* AUFGABE
Schreiben Sie aus der ESC-Kolumne unten den Abschnitt von „ESC-Kolumne #Queerjungfrauen II: Conchita“ bis einschließlich „Kongens Nytorv, geben.“ wortgetreu ab.

* LESETEXT
"""
ESC-Kolumne #Queerjungfrauen II: Conchita Wurst setzt neue Standards
Im Vorfeld des ESC kann Dänemark als Hort der Toleranz glänzen. Und bietet so die perfekte Kulisse für den Auftritt von Frau Wurst aus Österreich.
Es ist nicht so, dass im diesjänrigen Gastgeberland die bürgerrechtliche Gleichberechtigung wie ein Weltgeist vom nordischen Himmel geweht wäre. Es standen – wie in allen Ländern – beinharte Kämpfe dahinter, ehe in Dänemark schwule und lesbische Paare sich verpartnern durften und inzwischen verheiraten können. Und weil der Eurovision Song Contest, was schwule Städtetouristen anbetrifft, ein Faktor ist, den keine Marketingstelle in Kopenhagen übersehen sollte, wird es während der Tage des ESC in Kopenhagen eine Heiratsmöglichkeit mitten in der Hauptschlagader des Catwalks, der Fußgängerzone vom Rathaus bis zum Kongens Nytorv, geben.
"""
* DATENTEIL
"""
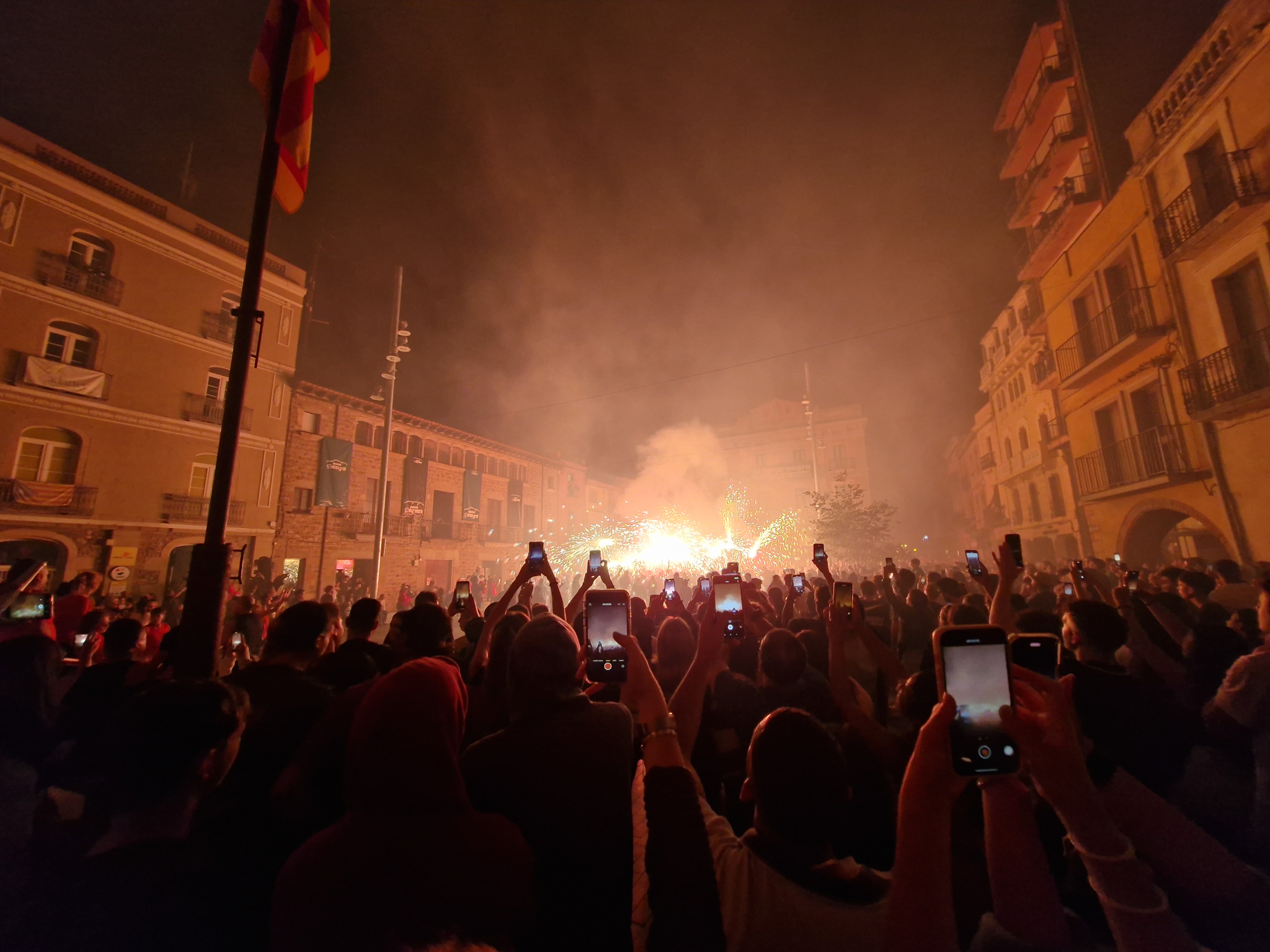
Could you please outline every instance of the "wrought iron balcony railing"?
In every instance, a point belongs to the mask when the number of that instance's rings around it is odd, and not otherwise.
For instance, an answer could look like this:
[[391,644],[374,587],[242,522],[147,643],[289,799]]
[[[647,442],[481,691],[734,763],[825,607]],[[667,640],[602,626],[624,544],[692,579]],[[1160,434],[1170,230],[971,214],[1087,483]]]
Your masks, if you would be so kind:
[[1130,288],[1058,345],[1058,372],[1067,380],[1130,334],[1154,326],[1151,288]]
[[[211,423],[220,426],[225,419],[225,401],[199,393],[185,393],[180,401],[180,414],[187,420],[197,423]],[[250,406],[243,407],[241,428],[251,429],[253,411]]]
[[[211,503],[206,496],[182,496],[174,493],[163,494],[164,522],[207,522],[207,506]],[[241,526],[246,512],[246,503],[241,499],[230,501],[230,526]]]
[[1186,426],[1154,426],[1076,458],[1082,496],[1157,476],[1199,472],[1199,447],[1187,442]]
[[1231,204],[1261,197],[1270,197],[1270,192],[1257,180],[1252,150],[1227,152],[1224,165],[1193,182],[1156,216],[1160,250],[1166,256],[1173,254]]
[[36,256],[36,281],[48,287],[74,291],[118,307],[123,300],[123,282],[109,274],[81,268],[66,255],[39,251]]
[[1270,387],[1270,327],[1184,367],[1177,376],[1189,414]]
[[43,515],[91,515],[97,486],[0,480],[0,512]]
"""
* ANTWORT
ESC-Kolumne #Queerjungfrauen II: Conchita Wurst setzt neue Standards
Im Vorfeld des ESC kann Dänemark als Hort der Toleranz glänzen. Und bietet so die perfekte Kulisse für den Auftritt von Frau Wurst aus Österreich.
Es ist nicht so, dass im diesjänrigen Gastgeberland die bürgerrechtliche Gleichberechtigung wie ein Weltgeist vom nordischen Himmel geweht wäre. Es standen – wie in allen Ländern – beinharte Kämpfe dahinter, ehe in Dänemark schwule und lesbische Paare sich verpartnern durften und inzwischen verheiraten können. Und weil der Eurovision Song Contest, was schwule Städtetouristen anbetrifft, ein Faktor ist, den keine Marketingstelle in Kopenhagen übersehen sollte, wird es während der Tage des ESC in Kopenhagen eine Heiratsmöglichkeit mitten in der Hauptschlagader des Catwalks, der Fußgängerzone vom Rathaus bis zum Kongens Nytorv, geben.